▶ _Action item_
Where the records below have a line with "desk", that line is to be copied.

[Data for analysis — start]

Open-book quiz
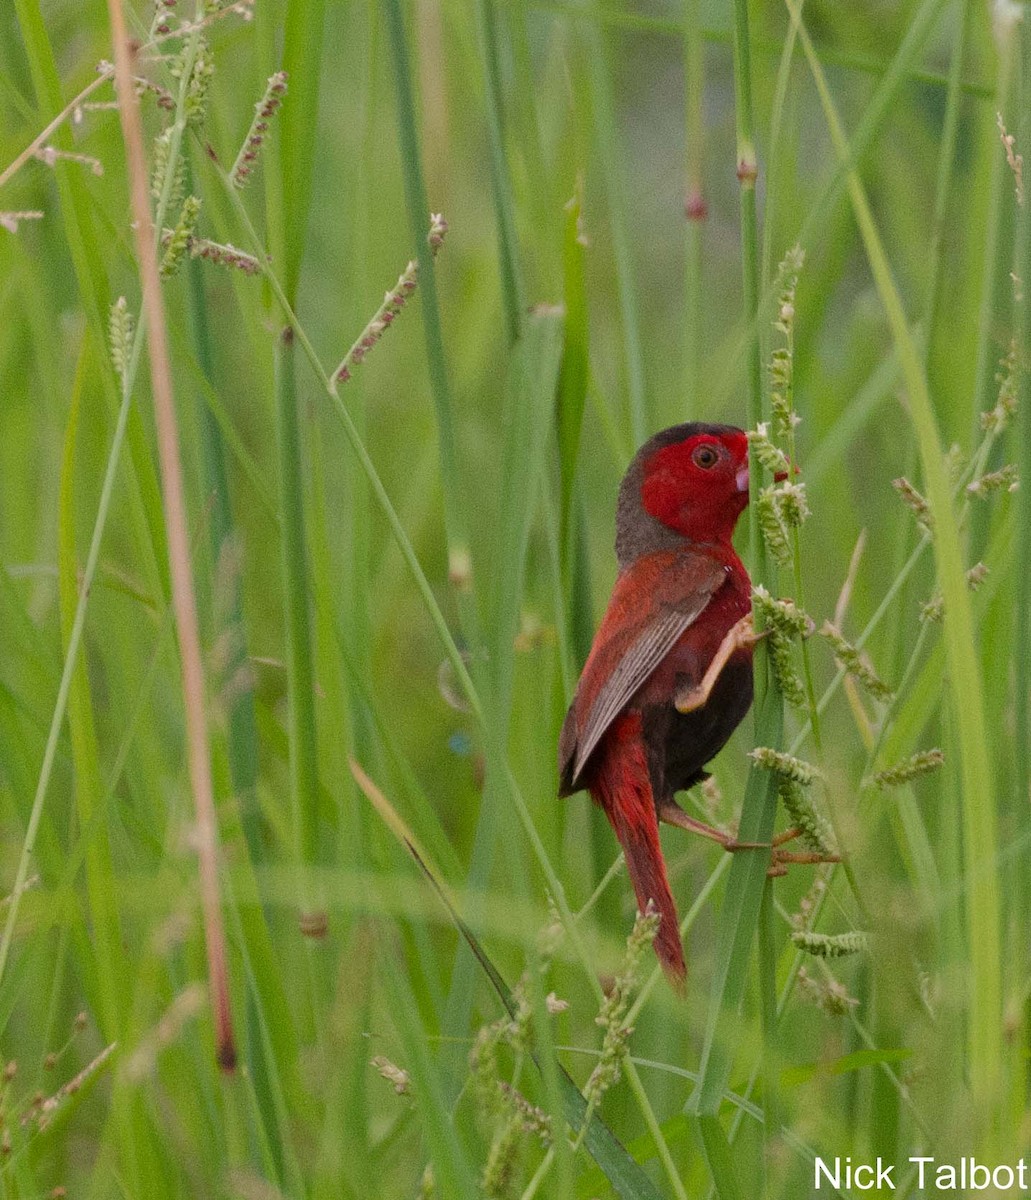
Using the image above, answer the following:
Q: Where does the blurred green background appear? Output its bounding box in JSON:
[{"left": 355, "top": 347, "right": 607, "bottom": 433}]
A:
[{"left": 0, "top": 0, "right": 1028, "bottom": 1196}]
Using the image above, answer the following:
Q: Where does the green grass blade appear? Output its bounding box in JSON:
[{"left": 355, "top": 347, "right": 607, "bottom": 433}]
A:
[
  {"left": 184, "top": 241, "right": 264, "bottom": 864},
  {"left": 488, "top": 307, "right": 564, "bottom": 697},
  {"left": 57, "top": 346, "right": 128, "bottom": 1033},
  {"left": 278, "top": 0, "right": 327, "bottom": 301},
  {"left": 693, "top": 1114, "right": 745, "bottom": 1200},
  {"left": 691, "top": 699, "right": 783, "bottom": 1117},
  {"left": 1015, "top": 0, "right": 1031, "bottom": 913},
  {"left": 476, "top": 0, "right": 526, "bottom": 341},
  {"left": 556, "top": 188, "right": 589, "bottom": 547},
  {"left": 274, "top": 331, "right": 325, "bottom": 913},
  {"left": 579, "top": 14, "right": 648, "bottom": 443},
  {"left": 682, "top": 0, "right": 706, "bottom": 414}
]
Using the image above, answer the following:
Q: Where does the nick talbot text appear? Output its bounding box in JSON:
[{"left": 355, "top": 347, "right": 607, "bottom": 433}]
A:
[{"left": 815, "top": 1156, "right": 1029, "bottom": 1192}]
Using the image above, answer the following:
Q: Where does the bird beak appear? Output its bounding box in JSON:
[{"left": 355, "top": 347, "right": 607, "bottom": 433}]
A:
[{"left": 736, "top": 465, "right": 749, "bottom": 493}]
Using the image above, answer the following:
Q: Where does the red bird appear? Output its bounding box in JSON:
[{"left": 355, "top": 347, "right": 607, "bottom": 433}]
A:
[{"left": 559, "top": 423, "right": 758, "bottom": 984}]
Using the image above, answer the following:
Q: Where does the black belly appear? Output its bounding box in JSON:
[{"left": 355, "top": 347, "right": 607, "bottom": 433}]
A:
[{"left": 643, "top": 656, "right": 754, "bottom": 801}]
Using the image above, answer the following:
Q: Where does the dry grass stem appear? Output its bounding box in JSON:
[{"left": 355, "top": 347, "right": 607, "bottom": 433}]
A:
[{"left": 106, "top": 0, "right": 235, "bottom": 1072}]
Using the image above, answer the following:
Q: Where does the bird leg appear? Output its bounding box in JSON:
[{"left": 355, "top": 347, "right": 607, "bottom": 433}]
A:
[
  {"left": 657, "top": 798, "right": 766, "bottom": 851},
  {"left": 674, "top": 614, "right": 766, "bottom": 715}
]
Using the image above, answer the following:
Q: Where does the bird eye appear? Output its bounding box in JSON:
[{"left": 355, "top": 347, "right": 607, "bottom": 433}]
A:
[{"left": 692, "top": 444, "right": 719, "bottom": 469}]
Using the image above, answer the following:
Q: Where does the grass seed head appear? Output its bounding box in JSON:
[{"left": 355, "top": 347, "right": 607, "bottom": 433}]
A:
[
  {"left": 921, "top": 564, "right": 988, "bottom": 623},
  {"left": 747, "top": 425, "right": 789, "bottom": 476},
  {"left": 873, "top": 748, "right": 945, "bottom": 789},
  {"left": 751, "top": 585, "right": 815, "bottom": 639},
  {"left": 428, "top": 212, "right": 449, "bottom": 253},
  {"left": 188, "top": 236, "right": 260, "bottom": 275},
  {"left": 151, "top": 127, "right": 185, "bottom": 207},
  {"left": 584, "top": 904, "right": 659, "bottom": 1107},
  {"left": 775, "top": 481, "right": 810, "bottom": 528},
  {"left": 981, "top": 340, "right": 1019, "bottom": 433},
  {"left": 820, "top": 622, "right": 895, "bottom": 702},
  {"left": 34, "top": 146, "right": 103, "bottom": 177},
  {"left": 791, "top": 929, "right": 869, "bottom": 958},
  {"left": 756, "top": 486, "right": 793, "bottom": 566},
  {"left": 751, "top": 587, "right": 815, "bottom": 708},
  {"left": 797, "top": 966, "right": 859, "bottom": 1016},
  {"left": 498, "top": 1082, "right": 553, "bottom": 1144},
  {"left": 967, "top": 464, "right": 1019, "bottom": 497},
  {"left": 997, "top": 112, "right": 1025, "bottom": 207},
  {"left": 231, "top": 71, "right": 288, "bottom": 188},
  {"left": 333, "top": 214, "right": 447, "bottom": 385},
  {"left": 171, "top": 39, "right": 214, "bottom": 126},
  {"left": 750, "top": 746, "right": 819, "bottom": 786},
  {"left": 778, "top": 777, "right": 836, "bottom": 855},
  {"left": 108, "top": 297, "right": 134, "bottom": 383},
  {"left": 482, "top": 1114, "right": 522, "bottom": 1199},
  {"left": 767, "top": 630, "right": 807, "bottom": 709},
  {"left": 892, "top": 477, "right": 932, "bottom": 532},
  {"left": 769, "top": 244, "right": 804, "bottom": 433},
  {"left": 159, "top": 194, "right": 201, "bottom": 277}
]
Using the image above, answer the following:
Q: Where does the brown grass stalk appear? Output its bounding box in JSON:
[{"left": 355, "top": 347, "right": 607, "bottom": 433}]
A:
[{"left": 105, "top": 0, "right": 235, "bottom": 1071}]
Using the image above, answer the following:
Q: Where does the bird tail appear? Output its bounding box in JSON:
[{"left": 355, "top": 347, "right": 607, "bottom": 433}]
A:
[{"left": 592, "top": 715, "right": 686, "bottom": 987}]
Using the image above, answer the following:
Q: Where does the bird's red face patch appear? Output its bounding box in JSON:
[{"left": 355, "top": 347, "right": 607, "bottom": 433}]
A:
[{"left": 640, "top": 430, "right": 749, "bottom": 543}]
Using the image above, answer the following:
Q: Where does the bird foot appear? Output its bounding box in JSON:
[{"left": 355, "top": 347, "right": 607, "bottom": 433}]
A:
[
  {"left": 765, "top": 826, "right": 842, "bottom": 877},
  {"left": 674, "top": 614, "right": 768, "bottom": 714},
  {"left": 658, "top": 808, "right": 842, "bottom": 875},
  {"left": 657, "top": 800, "right": 767, "bottom": 851}
]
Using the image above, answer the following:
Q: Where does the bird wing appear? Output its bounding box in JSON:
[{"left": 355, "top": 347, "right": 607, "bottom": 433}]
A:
[{"left": 559, "top": 550, "right": 727, "bottom": 793}]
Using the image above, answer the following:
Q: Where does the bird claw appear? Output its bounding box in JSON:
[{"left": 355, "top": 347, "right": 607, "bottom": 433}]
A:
[{"left": 765, "top": 828, "right": 841, "bottom": 877}]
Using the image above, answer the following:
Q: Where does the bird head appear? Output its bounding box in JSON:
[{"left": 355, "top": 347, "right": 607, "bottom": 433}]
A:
[{"left": 615, "top": 423, "right": 749, "bottom": 565}]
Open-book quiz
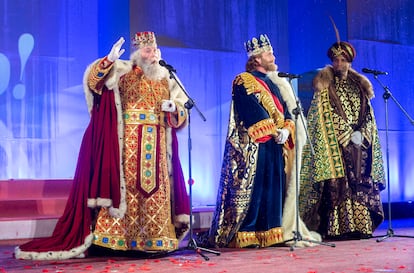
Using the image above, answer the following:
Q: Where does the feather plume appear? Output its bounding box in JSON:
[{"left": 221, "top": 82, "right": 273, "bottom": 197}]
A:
[{"left": 329, "top": 16, "right": 341, "bottom": 44}]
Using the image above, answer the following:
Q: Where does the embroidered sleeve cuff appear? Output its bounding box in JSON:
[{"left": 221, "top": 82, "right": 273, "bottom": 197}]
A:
[
  {"left": 166, "top": 102, "right": 187, "bottom": 128},
  {"left": 283, "top": 120, "right": 295, "bottom": 150},
  {"left": 247, "top": 118, "right": 277, "bottom": 142},
  {"left": 87, "top": 57, "right": 114, "bottom": 94}
]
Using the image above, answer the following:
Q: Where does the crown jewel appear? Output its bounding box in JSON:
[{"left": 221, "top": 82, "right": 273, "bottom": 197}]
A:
[
  {"left": 132, "top": 31, "right": 157, "bottom": 49},
  {"left": 244, "top": 34, "right": 273, "bottom": 57}
]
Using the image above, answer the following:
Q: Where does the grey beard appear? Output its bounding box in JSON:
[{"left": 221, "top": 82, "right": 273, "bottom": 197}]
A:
[
  {"left": 141, "top": 63, "right": 167, "bottom": 81},
  {"left": 131, "top": 51, "right": 168, "bottom": 81}
]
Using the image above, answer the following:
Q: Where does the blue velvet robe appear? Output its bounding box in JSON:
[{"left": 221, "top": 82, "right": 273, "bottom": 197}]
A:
[{"left": 209, "top": 71, "right": 294, "bottom": 248}]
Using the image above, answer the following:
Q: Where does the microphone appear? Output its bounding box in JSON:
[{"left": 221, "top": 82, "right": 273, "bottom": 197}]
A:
[
  {"left": 362, "top": 68, "right": 388, "bottom": 75},
  {"left": 159, "top": 59, "right": 176, "bottom": 73},
  {"left": 278, "top": 72, "right": 302, "bottom": 79}
]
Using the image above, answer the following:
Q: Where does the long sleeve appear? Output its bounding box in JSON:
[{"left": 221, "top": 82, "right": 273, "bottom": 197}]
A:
[{"left": 87, "top": 57, "right": 114, "bottom": 95}]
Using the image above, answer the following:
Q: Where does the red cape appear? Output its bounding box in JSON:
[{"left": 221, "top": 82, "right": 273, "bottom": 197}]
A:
[{"left": 17, "top": 87, "right": 189, "bottom": 259}]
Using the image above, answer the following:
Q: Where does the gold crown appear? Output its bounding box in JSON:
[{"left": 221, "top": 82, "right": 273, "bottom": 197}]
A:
[
  {"left": 244, "top": 34, "right": 273, "bottom": 57},
  {"left": 132, "top": 31, "right": 157, "bottom": 49}
]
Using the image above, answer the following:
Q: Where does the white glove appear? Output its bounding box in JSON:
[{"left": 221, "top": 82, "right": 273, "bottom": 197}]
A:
[
  {"left": 275, "top": 128, "right": 289, "bottom": 144},
  {"left": 351, "top": 130, "right": 363, "bottom": 146},
  {"left": 161, "top": 100, "right": 176, "bottom": 112},
  {"left": 107, "top": 37, "right": 125, "bottom": 62}
]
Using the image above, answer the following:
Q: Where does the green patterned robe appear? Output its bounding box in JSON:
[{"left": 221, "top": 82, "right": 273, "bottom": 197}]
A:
[{"left": 299, "top": 66, "right": 385, "bottom": 239}]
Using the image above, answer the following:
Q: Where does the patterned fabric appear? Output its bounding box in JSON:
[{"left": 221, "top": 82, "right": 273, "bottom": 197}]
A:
[
  {"left": 208, "top": 71, "right": 294, "bottom": 248},
  {"left": 230, "top": 227, "right": 283, "bottom": 248},
  {"left": 14, "top": 57, "right": 190, "bottom": 260},
  {"left": 299, "top": 66, "right": 385, "bottom": 239},
  {"left": 92, "top": 64, "right": 187, "bottom": 252}
]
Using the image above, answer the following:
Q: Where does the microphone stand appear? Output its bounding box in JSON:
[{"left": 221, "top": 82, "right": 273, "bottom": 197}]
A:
[
  {"left": 282, "top": 76, "right": 336, "bottom": 250},
  {"left": 369, "top": 73, "right": 414, "bottom": 242},
  {"left": 164, "top": 64, "right": 221, "bottom": 260}
]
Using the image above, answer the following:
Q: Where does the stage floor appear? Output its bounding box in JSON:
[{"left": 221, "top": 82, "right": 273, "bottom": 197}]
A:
[{"left": 1, "top": 218, "right": 414, "bottom": 273}]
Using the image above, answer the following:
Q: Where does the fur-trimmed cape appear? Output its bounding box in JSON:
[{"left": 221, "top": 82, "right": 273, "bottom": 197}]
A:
[
  {"left": 15, "top": 58, "right": 190, "bottom": 260},
  {"left": 267, "top": 71, "right": 322, "bottom": 246},
  {"left": 209, "top": 70, "right": 321, "bottom": 247},
  {"left": 299, "top": 65, "right": 385, "bottom": 233},
  {"left": 313, "top": 65, "right": 374, "bottom": 99}
]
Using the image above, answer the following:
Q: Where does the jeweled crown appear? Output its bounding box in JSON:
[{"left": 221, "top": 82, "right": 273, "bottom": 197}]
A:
[
  {"left": 132, "top": 31, "right": 157, "bottom": 49},
  {"left": 244, "top": 34, "right": 273, "bottom": 57}
]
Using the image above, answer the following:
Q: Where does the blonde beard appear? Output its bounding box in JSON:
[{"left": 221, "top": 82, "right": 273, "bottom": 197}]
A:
[
  {"left": 130, "top": 50, "right": 169, "bottom": 81},
  {"left": 257, "top": 57, "right": 277, "bottom": 72},
  {"left": 265, "top": 62, "right": 277, "bottom": 72}
]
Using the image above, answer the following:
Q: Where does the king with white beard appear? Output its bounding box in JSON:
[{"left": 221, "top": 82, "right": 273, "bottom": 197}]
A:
[
  {"left": 15, "top": 32, "right": 191, "bottom": 260},
  {"left": 85, "top": 32, "right": 191, "bottom": 253}
]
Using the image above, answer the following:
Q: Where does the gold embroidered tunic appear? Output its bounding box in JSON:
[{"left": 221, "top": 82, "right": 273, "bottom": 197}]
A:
[{"left": 88, "top": 61, "right": 187, "bottom": 252}]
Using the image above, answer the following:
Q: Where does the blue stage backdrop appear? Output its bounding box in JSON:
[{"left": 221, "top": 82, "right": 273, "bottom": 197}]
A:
[{"left": 0, "top": 0, "right": 413, "bottom": 206}]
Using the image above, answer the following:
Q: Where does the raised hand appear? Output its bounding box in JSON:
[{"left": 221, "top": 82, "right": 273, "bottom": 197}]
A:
[{"left": 107, "top": 37, "right": 126, "bottom": 62}]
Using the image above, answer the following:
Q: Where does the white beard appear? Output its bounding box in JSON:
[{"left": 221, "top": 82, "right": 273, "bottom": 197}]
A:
[{"left": 130, "top": 50, "right": 169, "bottom": 81}]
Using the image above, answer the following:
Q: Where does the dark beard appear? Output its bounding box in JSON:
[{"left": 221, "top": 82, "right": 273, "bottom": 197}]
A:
[{"left": 334, "top": 69, "right": 346, "bottom": 79}]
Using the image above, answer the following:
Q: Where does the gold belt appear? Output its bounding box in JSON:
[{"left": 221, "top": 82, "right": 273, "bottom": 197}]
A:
[{"left": 123, "top": 110, "right": 166, "bottom": 126}]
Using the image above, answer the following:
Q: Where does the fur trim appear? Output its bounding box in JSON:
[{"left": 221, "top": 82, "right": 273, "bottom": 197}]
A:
[
  {"left": 83, "top": 62, "right": 96, "bottom": 115},
  {"left": 14, "top": 233, "right": 94, "bottom": 260},
  {"left": 166, "top": 127, "right": 173, "bottom": 174},
  {"left": 83, "top": 59, "right": 132, "bottom": 114},
  {"left": 166, "top": 74, "right": 189, "bottom": 127},
  {"left": 174, "top": 214, "right": 191, "bottom": 226},
  {"left": 82, "top": 59, "right": 128, "bottom": 219},
  {"left": 267, "top": 72, "right": 307, "bottom": 144},
  {"left": 313, "top": 65, "right": 374, "bottom": 99},
  {"left": 267, "top": 71, "right": 322, "bottom": 246},
  {"left": 107, "top": 62, "right": 127, "bottom": 219},
  {"left": 105, "top": 60, "right": 132, "bottom": 90},
  {"left": 87, "top": 198, "right": 115, "bottom": 208},
  {"left": 174, "top": 214, "right": 191, "bottom": 241}
]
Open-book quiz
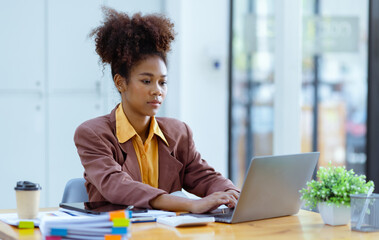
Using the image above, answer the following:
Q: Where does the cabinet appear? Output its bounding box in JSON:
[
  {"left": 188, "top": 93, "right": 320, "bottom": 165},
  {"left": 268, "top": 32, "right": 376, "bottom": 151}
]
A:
[
  {"left": 0, "top": 94, "right": 47, "bottom": 207},
  {"left": 0, "top": 0, "right": 45, "bottom": 91},
  {"left": 0, "top": 0, "right": 46, "bottom": 208},
  {"left": 48, "top": 0, "right": 103, "bottom": 92}
]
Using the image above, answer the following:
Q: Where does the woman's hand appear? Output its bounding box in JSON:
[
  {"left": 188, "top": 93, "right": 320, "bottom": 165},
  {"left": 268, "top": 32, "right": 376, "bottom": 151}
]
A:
[
  {"left": 150, "top": 190, "right": 240, "bottom": 214},
  {"left": 189, "top": 190, "right": 239, "bottom": 213}
]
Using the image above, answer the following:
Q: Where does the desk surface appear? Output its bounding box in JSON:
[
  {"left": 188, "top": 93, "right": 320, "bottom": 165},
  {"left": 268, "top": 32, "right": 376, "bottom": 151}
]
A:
[{"left": 1, "top": 209, "right": 379, "bottom": 240}]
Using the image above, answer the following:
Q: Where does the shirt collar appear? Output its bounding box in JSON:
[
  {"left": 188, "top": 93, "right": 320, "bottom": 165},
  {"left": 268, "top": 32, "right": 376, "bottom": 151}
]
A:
[{"left": 115, "top": 103, "right": 169, "bottom": 146}]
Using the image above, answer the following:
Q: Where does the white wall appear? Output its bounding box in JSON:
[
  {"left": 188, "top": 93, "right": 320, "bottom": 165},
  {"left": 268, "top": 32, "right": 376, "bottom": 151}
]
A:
[{"left": 165, "top": 0, "right": 230, "bottom": 177}]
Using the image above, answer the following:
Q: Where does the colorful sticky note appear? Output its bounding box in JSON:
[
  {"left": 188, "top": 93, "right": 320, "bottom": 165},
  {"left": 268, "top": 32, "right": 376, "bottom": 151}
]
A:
[
  {"left": 111, "top": 227, "right": 128, "bottom": 234},
  {"left": 50, "top": 228, "right": 68, "bottom": 236},
  {"left": 109, "top": 210, "right": 126, "bottom": 220},
  {"left": 46, "top": 236, "right": 62, "bottom": 240},
  {"left": 112, "top": 218, "right": 130, "bottom": 227},
  {"left": 19, "top": 229, "right": 34, "bottom": 236},
  {"left": 105, "top": 235, "right": 122, "bottom": 240},
  {"left": 18, "top": 221, "right": 34, "bottom": 229}
]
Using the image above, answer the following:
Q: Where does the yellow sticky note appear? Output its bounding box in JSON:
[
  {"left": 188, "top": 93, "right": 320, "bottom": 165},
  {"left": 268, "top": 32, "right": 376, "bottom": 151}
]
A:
[{"left": 19, "top": 228, "right": 35, "bottom": 236}]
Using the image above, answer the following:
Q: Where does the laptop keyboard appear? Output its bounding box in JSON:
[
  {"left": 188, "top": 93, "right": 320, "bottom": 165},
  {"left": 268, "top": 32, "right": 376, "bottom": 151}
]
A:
[
  {"left": 181, "top": 208, "right": 234, "bottom": 223},
  {"left": 212, "top": 211, "right": 233, "bottom": 223}
]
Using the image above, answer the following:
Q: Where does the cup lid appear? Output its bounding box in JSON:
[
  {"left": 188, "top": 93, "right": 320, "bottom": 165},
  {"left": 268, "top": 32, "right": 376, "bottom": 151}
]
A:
[{"left": 14, "top": 181, "right": 42, "bottom": 191}]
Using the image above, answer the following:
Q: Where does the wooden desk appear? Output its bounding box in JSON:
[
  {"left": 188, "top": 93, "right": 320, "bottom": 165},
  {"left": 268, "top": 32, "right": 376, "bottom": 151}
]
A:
[{"left": 1, "top": 209, "right": 379, "bottom": 239}]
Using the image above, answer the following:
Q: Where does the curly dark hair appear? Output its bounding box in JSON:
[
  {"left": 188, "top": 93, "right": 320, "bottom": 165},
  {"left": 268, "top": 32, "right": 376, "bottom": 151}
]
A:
[{"left": 90, "top": 7, "right": 175, "bottom": 80}]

[Data for analysis — finish]

▶ _Finished task_
Q: Where does the desk surface appear? Output its bounding box in JSON:
Q: Where does the wooden desk appear? Output its bounding box in JSON:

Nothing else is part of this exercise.